(Extracted records):
%%
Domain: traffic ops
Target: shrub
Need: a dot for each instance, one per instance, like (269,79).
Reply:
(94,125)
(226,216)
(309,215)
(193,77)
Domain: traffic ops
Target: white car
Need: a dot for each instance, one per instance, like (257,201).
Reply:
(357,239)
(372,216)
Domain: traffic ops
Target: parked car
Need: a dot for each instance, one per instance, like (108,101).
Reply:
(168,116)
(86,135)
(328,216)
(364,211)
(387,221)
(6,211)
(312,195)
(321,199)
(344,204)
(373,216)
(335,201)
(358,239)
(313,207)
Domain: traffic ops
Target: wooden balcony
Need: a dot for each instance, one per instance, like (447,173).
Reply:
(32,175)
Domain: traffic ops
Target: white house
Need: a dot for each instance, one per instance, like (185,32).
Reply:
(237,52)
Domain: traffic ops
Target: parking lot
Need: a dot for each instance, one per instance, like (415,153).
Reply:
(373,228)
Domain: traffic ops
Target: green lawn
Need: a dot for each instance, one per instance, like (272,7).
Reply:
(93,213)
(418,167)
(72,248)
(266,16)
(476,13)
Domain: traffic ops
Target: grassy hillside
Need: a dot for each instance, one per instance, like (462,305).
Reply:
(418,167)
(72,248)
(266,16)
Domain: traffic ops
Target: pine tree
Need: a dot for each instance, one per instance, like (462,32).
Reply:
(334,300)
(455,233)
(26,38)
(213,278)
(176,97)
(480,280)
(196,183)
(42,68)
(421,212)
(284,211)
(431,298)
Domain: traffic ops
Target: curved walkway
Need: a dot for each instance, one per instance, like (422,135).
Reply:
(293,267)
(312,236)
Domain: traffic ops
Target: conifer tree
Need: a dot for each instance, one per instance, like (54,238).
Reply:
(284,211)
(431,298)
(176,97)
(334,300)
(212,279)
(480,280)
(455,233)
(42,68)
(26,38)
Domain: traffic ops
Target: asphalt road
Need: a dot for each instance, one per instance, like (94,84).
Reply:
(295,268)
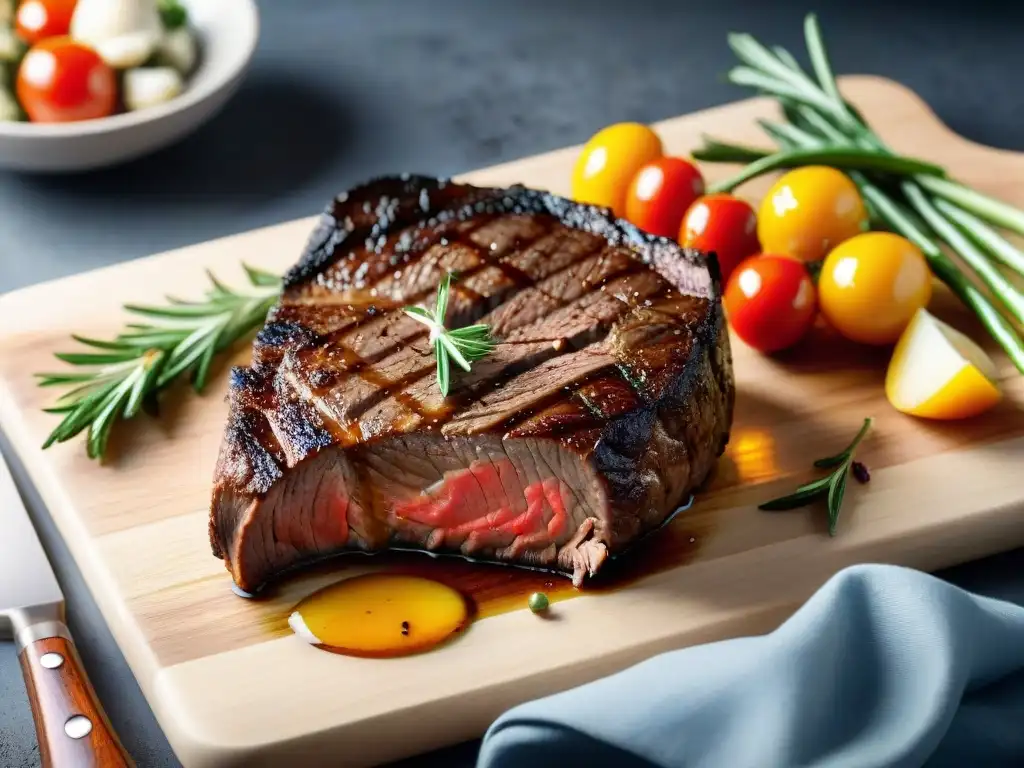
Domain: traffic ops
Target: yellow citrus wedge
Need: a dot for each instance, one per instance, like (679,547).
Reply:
(938,373)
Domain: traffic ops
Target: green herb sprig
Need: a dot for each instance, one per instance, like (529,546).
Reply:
(832,485)
(463,345)
(933,212)
(125,375)
(172,13)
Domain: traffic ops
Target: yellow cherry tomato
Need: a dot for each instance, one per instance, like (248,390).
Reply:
(871,286)
(809,211)
(608,162)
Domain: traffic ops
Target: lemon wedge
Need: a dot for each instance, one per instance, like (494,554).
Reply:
(938,373)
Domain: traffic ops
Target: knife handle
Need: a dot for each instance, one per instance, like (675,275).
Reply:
(72,727)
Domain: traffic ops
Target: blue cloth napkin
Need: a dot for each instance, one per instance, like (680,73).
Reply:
(882,667)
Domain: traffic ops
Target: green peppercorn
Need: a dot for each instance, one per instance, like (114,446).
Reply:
(539,602)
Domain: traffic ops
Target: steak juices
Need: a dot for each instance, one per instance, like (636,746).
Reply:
(604,403)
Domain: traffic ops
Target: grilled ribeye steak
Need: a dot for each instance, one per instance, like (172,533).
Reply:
(605,401)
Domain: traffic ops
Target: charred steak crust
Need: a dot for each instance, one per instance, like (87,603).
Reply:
(604,404)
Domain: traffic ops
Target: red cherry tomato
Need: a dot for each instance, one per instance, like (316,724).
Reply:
(660,193)
(60,81)
(723,224)
(770,301)
(37,19)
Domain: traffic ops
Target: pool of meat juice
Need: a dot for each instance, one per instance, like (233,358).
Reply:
(417,602)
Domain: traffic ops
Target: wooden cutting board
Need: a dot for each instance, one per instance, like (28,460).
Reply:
(231,685)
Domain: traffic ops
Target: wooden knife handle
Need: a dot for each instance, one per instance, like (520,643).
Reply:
(72,727)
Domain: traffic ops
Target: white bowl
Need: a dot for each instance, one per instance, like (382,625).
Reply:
(227,32)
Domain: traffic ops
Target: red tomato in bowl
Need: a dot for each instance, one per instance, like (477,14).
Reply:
(660,193)
(60,81)
(770,301)
(37,19)
(723,224)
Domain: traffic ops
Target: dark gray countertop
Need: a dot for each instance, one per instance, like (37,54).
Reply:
(341,91)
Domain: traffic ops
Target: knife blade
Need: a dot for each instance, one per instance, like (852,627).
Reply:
(72,727)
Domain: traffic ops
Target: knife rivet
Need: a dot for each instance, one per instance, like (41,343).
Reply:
(78,726)
(51,660)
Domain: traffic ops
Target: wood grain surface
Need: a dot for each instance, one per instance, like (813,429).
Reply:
(230,685)
(72,728)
%%
Filter the records above and copy out every line that contains the string "steak".

Target: steak juices
Target: grilled ribeye steak
Target: charred steak crust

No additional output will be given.